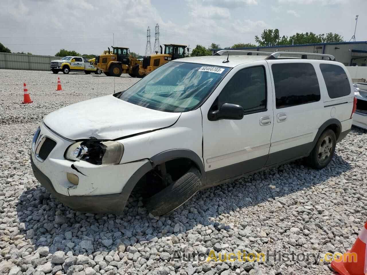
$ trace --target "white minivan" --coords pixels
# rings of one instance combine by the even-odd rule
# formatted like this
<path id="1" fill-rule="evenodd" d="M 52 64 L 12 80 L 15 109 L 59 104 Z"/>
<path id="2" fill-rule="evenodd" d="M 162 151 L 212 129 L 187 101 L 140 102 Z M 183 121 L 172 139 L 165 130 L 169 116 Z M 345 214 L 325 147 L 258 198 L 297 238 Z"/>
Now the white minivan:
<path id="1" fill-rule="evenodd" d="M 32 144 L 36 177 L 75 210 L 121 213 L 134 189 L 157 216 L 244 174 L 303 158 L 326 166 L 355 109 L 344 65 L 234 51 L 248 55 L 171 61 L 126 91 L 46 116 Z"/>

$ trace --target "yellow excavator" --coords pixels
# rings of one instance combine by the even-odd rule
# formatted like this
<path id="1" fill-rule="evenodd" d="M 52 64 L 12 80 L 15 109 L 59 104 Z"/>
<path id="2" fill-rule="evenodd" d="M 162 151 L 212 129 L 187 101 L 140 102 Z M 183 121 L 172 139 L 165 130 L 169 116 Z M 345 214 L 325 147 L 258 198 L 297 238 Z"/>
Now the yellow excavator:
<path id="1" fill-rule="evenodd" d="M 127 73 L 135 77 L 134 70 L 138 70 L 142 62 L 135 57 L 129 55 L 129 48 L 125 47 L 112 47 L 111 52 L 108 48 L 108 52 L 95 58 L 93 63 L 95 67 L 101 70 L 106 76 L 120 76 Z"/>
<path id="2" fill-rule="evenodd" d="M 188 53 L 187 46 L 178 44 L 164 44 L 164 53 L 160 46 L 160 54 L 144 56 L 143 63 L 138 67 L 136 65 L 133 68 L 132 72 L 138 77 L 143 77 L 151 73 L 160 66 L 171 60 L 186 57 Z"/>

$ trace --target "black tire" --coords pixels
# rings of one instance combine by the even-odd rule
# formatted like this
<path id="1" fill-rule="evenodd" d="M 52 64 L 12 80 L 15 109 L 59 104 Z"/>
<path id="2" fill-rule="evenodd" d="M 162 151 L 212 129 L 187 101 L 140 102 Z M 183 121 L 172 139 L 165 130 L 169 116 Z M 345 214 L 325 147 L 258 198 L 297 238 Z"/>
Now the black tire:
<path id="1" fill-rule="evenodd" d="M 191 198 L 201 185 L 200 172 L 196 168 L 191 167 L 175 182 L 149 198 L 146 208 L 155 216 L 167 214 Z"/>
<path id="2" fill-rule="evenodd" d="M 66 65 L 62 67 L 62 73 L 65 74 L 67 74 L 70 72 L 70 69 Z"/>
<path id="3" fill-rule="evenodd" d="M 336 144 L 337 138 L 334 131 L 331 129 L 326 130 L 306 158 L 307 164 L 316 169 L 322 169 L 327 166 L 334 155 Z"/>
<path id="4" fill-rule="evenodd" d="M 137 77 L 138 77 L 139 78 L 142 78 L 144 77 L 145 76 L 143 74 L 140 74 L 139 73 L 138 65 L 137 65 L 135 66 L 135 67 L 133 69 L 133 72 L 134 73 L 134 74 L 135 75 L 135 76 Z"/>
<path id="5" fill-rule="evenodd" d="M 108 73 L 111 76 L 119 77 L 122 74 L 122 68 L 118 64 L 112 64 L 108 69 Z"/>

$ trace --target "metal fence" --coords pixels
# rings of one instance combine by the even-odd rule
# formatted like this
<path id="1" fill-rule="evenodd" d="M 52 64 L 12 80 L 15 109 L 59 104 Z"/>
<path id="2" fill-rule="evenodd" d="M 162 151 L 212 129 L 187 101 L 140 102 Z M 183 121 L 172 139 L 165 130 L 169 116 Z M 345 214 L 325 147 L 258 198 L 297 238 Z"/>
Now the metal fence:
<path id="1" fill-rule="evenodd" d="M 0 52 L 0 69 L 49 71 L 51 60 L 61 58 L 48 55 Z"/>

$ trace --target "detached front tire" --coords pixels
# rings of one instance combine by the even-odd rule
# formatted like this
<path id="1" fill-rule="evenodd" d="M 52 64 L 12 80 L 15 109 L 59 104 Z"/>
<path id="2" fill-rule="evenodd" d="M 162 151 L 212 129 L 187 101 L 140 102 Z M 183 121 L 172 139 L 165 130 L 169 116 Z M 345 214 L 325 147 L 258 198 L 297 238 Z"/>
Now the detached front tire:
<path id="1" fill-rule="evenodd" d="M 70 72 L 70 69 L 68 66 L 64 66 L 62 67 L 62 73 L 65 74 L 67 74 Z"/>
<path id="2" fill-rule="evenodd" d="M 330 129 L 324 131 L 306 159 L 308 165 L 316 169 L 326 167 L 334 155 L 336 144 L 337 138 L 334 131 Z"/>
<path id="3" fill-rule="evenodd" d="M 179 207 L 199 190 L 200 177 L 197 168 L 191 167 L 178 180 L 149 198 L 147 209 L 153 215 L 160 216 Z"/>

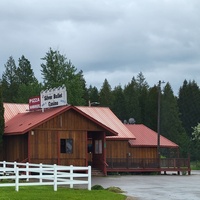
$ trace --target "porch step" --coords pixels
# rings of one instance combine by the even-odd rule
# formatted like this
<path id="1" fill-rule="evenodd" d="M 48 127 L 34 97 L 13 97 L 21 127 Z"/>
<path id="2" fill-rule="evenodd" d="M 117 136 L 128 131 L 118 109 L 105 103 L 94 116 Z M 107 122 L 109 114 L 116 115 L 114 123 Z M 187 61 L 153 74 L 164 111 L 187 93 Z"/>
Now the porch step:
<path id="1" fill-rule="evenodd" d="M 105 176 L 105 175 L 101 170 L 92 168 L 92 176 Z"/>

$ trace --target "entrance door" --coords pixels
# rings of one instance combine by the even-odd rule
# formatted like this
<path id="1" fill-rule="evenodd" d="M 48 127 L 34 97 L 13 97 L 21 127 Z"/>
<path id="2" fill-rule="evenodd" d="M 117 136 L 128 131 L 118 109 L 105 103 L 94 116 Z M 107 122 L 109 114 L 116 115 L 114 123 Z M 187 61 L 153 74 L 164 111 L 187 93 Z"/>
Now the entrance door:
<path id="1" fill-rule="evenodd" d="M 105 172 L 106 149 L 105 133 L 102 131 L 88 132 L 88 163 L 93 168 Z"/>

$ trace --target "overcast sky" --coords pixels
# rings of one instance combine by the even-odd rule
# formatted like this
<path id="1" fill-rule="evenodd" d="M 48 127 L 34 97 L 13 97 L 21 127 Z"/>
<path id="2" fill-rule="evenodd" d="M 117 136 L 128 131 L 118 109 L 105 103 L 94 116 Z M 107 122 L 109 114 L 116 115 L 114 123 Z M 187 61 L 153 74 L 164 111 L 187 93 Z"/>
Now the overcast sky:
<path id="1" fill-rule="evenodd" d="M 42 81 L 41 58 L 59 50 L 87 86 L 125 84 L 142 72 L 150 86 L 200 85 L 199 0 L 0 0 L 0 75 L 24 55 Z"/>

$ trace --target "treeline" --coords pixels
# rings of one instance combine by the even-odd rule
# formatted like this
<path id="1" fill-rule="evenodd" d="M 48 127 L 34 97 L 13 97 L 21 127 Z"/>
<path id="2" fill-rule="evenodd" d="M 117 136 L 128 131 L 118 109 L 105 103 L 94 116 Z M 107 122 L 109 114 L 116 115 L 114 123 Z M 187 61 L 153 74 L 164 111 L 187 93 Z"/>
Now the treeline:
────
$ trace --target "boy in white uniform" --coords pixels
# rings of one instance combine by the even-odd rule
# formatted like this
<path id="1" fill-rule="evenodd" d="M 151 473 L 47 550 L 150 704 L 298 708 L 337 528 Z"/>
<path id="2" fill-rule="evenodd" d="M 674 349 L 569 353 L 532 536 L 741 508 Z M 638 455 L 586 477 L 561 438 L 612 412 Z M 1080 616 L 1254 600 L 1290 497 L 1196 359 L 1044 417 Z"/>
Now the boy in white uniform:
────
*SHORT EXERCISE*
Locate every line in the data above that contains the string "door", matching case exactly, and copy each of those lines.

*OUTPUT FOR THIS TASK*
$ trace --target "entrance door" --coords pixels
Now the entrance door:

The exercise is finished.